Exercise text »
+++

A student-led organisation that aims to promote the need for greater nutrition and lifestyle medicine training within medical education has won a prestigious award at this year’s BBC Food and Farming Awards. Bristol Medical School students, Iain Broadley and Ally Jaffey, co-founders of Nutritank, won the Pat Llewellyn New Talent Award.
The organisation was set-up after Iain and Ally learnt some medical students are receiving as little as eight hours of compulsory nutrition training out of the five or six years at medical school. Faced with rising levels of chronic disease, mainly related to poor diet and lifestyle, Nutritank has founded more than 20 medical school societies across the UK. The campaign is now feeding into the NHS long-term plan.
The BBC Food and Farming Awards were launched in 2000, to mark the 20th anniversary of Radio 4’s The Food Programme. Originally comprising seven categories, the number has increased to eleven to reflect changes in British food culture, new ideas, businesses and trends. This year a new category, the Pat Llewellyn New Talent Award, was added looking for those under 30 who are passionate, have innovative new ideas and are working hard to improve food or farming in the UK.
Iain Broadley and Ally Jaffey, Bristol Medical School students and co-founders of Nutritank, said:
“We are so humbled and thrilled to receive this prestigious award and the recognition that it brings to our work. This award is especially amazing as Pat had done so much to revolutionise good food on the TV, working with Jamie Oliver in creating ‘the naked chef,’ which was at the very beginning of his career.
“Jamie has now gone onto do so much fantastic work with food and social change and it feels so special to have worked with him last year. We feel so thankful for the support he has shown us as well as the BBC and the judges Ben and Barney. Jamie was also the individual who announced us as the winners for the Pat Llewellyn prize at the BBC Food Awards.”

+++

Records shown »

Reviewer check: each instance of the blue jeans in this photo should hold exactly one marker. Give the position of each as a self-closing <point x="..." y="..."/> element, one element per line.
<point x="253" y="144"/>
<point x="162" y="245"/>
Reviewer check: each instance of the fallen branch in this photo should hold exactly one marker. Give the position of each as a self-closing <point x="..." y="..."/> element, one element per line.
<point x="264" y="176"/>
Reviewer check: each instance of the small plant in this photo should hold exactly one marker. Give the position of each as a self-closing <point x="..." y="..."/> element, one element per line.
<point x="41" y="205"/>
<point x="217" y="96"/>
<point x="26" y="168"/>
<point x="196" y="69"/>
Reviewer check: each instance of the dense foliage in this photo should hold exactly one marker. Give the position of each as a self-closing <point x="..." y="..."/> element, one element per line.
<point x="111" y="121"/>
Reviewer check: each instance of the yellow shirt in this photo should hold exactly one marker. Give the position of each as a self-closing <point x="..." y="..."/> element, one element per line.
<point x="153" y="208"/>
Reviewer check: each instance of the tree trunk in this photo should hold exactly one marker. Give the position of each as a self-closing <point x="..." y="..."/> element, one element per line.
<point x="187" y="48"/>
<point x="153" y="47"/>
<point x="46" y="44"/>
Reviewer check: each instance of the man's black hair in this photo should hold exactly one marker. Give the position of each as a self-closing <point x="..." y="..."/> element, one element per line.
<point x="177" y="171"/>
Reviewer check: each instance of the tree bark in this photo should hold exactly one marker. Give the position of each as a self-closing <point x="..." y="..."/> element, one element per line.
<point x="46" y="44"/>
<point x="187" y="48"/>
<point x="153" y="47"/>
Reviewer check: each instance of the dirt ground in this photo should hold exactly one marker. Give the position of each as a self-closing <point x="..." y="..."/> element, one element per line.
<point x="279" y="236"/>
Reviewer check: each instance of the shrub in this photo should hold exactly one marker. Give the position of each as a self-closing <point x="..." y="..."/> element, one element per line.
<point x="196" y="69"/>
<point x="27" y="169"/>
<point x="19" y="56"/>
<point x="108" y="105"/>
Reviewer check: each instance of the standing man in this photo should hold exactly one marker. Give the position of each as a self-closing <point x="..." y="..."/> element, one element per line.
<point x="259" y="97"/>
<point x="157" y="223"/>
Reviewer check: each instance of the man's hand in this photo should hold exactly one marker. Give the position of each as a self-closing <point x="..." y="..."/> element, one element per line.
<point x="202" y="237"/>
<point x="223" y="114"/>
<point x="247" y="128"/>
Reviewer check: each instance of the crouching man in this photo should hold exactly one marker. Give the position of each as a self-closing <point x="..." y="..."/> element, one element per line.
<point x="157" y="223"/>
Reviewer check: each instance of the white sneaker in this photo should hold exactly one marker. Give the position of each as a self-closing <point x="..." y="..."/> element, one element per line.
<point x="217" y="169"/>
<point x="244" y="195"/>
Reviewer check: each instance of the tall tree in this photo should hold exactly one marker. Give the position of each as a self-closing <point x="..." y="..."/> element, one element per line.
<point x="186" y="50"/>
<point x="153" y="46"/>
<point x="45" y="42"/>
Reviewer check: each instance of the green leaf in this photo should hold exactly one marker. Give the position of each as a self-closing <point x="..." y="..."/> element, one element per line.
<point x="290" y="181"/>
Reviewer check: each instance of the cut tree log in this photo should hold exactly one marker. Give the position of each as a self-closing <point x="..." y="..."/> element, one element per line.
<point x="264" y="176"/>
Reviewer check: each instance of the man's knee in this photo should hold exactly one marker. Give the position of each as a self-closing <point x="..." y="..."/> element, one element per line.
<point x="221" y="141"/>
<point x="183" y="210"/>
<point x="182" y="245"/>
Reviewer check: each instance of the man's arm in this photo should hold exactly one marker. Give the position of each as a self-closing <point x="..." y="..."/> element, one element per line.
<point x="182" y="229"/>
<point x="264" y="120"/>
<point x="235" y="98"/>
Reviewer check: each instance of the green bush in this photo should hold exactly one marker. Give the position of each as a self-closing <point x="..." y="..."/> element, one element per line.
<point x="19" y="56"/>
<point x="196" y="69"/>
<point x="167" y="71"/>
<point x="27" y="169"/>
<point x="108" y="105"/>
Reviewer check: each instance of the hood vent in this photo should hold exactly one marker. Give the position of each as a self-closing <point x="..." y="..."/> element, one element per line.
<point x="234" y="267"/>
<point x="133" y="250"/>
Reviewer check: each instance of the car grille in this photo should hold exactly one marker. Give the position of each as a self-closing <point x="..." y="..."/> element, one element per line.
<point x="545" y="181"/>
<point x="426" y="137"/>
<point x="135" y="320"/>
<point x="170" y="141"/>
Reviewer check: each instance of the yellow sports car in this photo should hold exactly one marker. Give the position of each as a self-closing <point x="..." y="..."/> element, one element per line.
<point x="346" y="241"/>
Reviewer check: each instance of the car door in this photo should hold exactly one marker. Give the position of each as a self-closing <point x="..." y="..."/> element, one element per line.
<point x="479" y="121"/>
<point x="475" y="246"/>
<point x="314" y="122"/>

+++

Activity » Continue the article about Nutritank's BBC Food and Farming Award, beginning after its last sentence.

Result of the exercise »
High blood pressure, type 2 diabetes and cardiovascular disease are some of the UK’s major chronic health conditions that are associated with mortality and disability. With many of these conditions, the first line management is to offer patients diet and lifestyle advice. However, doctors and medical students can feel ill-equipped to give such advice.
Nutritank was set up to make a change to the healthcare system by ensuring that there is greater nutrition and lifestyle medicine education within medical training, to give doctors another tool in their toolbox.
The organisation, through its think tank, wants each UK based medical school to commit to increasing nutrition and lifestyle education within their medical school programmes by the end of 2019.
Since Nutritank was founded the organisation has inspired a network of medical students nationwide. They have become regional Nutritank ambassadors and have established their own Nutritank branch at their medical school. There are 33 UK medical schools in the UK and, in under two years, 23 medical schools have established Nutritank branches.